#### [Given text]
Start of Block

The LSB303 S Beam Tension and Compression Load Cell offers a compact design for platforms, silos, or scales. The Standard LSB303 S Beam Tension Load Cell compression model has female threads, comes in 17-4 Stainless Steel construction (10 lbs – 300 lbs), with 5 feet 28 AWG 6 conductor shielded Polyurethane cable. It is also available in metric threads.
This S Beam Tension Load Cell model has a high accuracy with a Nonlinearity of ±0.05%, deflection of 0.01” nominal and an operating temperature of -60° F to 200° F. It can be modified or customized to meet your requirements and most capacities are in our inventory, making them available for 24 hour shipping. Similar to our entire Force Sensor product line this model is manufactured in the US and uses metal foil strain gauge technology.
In LSB303 Compression and Tension Load Cell Links, the strain gauges are set up parallel with the loading axis. When compression or tension force is applied, the wire component of the strain gauge changes its shape, thereby changing its electrical resistance. This change in resistance is directly proportional to the amount of force applied, thereby making it possible to determine the amount of force applied.
Typical Compression and Tension Load Cell applications are:
How does a Tension and Compression Load Cell work?

End of Block

#### [Extracted records]
Start of Block

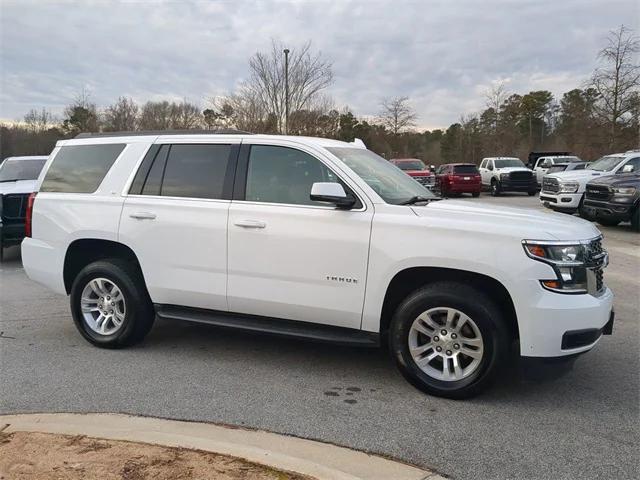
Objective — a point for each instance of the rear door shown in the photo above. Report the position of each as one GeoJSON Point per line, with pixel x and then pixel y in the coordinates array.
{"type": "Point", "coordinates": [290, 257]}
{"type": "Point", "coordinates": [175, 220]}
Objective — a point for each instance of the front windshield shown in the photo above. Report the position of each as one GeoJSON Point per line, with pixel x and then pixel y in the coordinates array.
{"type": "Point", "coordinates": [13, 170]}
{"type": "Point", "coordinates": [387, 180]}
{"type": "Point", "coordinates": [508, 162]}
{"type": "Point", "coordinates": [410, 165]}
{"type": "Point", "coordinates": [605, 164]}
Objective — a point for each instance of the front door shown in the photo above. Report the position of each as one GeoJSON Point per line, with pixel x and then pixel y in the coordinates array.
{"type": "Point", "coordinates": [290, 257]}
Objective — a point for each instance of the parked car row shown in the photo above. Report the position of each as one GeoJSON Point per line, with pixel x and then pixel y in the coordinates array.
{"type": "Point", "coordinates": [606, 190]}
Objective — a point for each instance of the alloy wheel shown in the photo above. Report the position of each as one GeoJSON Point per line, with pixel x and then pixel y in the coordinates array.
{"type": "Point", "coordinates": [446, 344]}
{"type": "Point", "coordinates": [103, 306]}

End of Block
Start of Block

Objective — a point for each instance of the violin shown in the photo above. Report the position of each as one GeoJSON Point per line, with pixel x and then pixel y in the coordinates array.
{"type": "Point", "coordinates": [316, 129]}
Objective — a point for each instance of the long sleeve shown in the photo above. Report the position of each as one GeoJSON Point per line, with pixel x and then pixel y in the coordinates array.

End of Block
Start of Block

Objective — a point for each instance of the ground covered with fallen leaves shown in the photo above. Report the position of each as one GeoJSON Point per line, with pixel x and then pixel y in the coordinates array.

End of Block

#### [Set of tasks]
(1) In the load cell description, revise the passage starting with "The LSB303 S" and going on through "strain gauge technology.", putting "Teflon" in place of "Polyurethane".
(2) Check each statement against the load cell description and answer yes or no, quoting the words of the text that decide it. (a) The standard model is built of 17-4 Stainless Steel. (b) The model is manufactured outside the US. (c) The strain gauges are set up perpendicular to the loading axis.
(3) Rewrite the paragraph of the load cell description that begins "In LSB303 Compression and Tension Load Cell Links" as a list, keeping its main facts.

#### [Written responses]
(1)
The LSB303 S Beam Tension and Compression Load Cell offers a compact design for platforms, silos, or scales. The Standard LSB303 S Beam Tension Load Cell compression model has female threads, comes in 17-4 Stainless Steel construction (10 lbs – 300 lbs), with 5 feet 28 AWG 6 conductor shielded Teflon cable. It is also available in metric threads.
This S Beam Tension Load Cell model has a high accuracy with a Nonlinearity of ±0.05%, deflection of 0.01” nominal and an operating temperature of -60° F to 200° F. It can be modified or customized to meet your requirements and most capacities are in our inventory, making them available for 24 hour shipping. Similar to our entire Force Sensor product line this model is manufactured in the US and uses metal foil strain gauge technology.

(2)
(a) Yes: "comes in 17-4 Stainless Steel construction (10 lbs – 300 lbs)"
(b) No: "this model is manufactured in the US"
(c) No: "the strain gauges are set up parallel with the loading axis"

(3)
- The strain gauges in LSB303 Compression and Tension Load Cell Links are set up parallel with the loading axis.
- Applied compression or tension force changes the shape of the gauge's wire component.
- This shape change alters the gauge's electrical resistance.
- The change in resistance is directly proportional to the force applied, so the amount of force can be determined.